KUTIPAN TERPILIH.
Oleh : Sarifah Latowa
SIANG itu, Selasa, 7 Januari 2020 cuaca Kota Palu sedikit mendung, Intan (bukan nama asli) sedang duduk sambil memeluk anaknya yang baru berusia lima bulan, di depan hunian sementara yang berukuran 3×4 meter, di wilayah Palu Utara.
Sesekali tangannya mengelus-elus kepala putrinya sembari mengajak bercanda. Anaknya pun terkekeh merespon candaan sang ibu.
Intan menikah satu bulan pascabencana gempa, tsunami dan likuefaksi 28 September 2018. Ketika itu ia baru berusia 17 tahun, ia menikah dengan teman sebayanya.
“Saya menikah muda itu keinginan saya sendiri, karena saya tidak enak dicerita-cerita orang kalau saya keluar rumah dengan pacarku, yang sekarang sudah jadi suamiku,” ucap Intan.
Ia mengaku merasa nyaman dan aman pasca menikah, pasalnya sebelum menikah dirinya menjadi korban pelecehan seksual oleh ayah tirinya.
“Saya menjadi korban pelecehan sejak kelas enam Sekolah Dasar hingga Sekolah Menengah Atas, “bebernya.
Usai mengungkapkan hal itu, Intan sempat terdiam sejenak, sambil menghela nafas panjang, lalu kembali melanjutkan kisahnya.
“Saat saya dilecehkan, mamaku juga ada disitu, tapi mamaku cuma badiam karena dia takut juga sama papa tiriku. Soitu lebih baik saya cepat menikah,” ujarnya lirih.
Alasan lain yang membuat Intan harus segera menikah, karena telah hamil di luar nikah, kehamilannya saat itu sudah berusia 9 bulan.
Tidak lama setelah menikah, Intan pun melahirkan putri cantiknya. Intan menuturkan dia menjalin hubungan dengan teman sebayanya sejak ia duduk di kelas I SMA.

INSTRUKSI YANG DIBERIKAN A. Berdasarkan kutipan tentang pernikahan usia muda Intan di Palu, jelaskan mengapa ia memutuskan untuk segera menikah.
INSTRUKSI YANG DIBERIKAN B. Lanjutkan kutipan tentang pernikahan usia muda Intan pascabencana di Palu, dimulai setelah kalimat terakhir yang ditampilkan.

Baris data penunjukan
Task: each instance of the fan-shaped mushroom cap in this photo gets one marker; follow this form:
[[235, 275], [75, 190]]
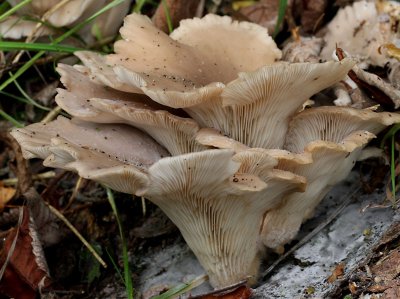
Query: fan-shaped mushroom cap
[[216, 209], [360, 30], [102, 73], [334, 137], [116, 155], [93, 102], [251, 109], [192, 65], [330, 123]]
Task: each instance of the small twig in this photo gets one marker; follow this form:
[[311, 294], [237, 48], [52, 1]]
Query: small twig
[[80, 237], [373, 92], [315, 231]]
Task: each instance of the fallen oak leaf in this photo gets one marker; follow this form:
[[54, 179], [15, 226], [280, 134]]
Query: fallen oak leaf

KELUARAN A. Intan memutuskan untuk segera menikah karena tidak ingin digunjingkan orang ketika keluar rumah bersama pacarnya. Ia juga ingin lepas dari pelecehan seksual oleh ayah tirinya, sementara ibunya hanya diam karena takut kepada ayah tiri tersebut. Selain itu, Intan telah hamil di luar nikah, dan kehamilannya saat itu sudah berusia sembilan bulan.

KELUARAN B.
Saat bencana terjadi, rumah orang tua Intan di daerah Palu Utara roboh akibat goncangan gempa bermagnitudo 7,4 SR. Merekapun sempat tinggal di tenda pengungsian, setelah melewati massa transisi.
Saat ini ia bersama sang suami tinggal dirumah mertua.
Meskipun mengaku bahagia setelah menikah, bukan berarti dirinya tidak menghadapi masalah baru dalam rumah tangganya. Salah satunya adalah masalah perekonomian yang kian mencekik.
“Saya senang sudah menikah, tapi kami masih sulit memenuhi kebutuhan makan sehari-hari, popok dan susu anak kami,” ucapnya sambil mengerenyitkan dahinya.
Untuk memenuhi kebutuhan sehari-hari mereka masih bergantung kepada mertua, orang tua dari suaminya.
Berbeda dengan Ety (bukan nama sebenarnya) yang menikah karena keterpaksaan, ia menikah pada Januari 2019, saat dirinya baru berusia 16 tahun.
Ia menikah dengan seorang pemuda sebayanya. Karena sudah sering dipergoki ketemuan, akhirnya orang tuanya memutuskan agar segera menikahkan mereka.
“Mau tidak mau harus menikah, orang tua sudah suruh menikah. Saya terpaksa putus sekolah ketika duduk di kelas tiga sekolah menengah pertama,” ujarnya.
Setelah gempa mengguncang, Ety selama beberapa minggu tinggal di tenda pengungsian di wilayah Kabupaten Sigi.
Ibu Ety, Nety (bukan nama sebenarnya), mengatakan dirinya menikahkan anaknya, karena takut nanti anaknya mempermalukan keluarga karena hamil di luar nikah.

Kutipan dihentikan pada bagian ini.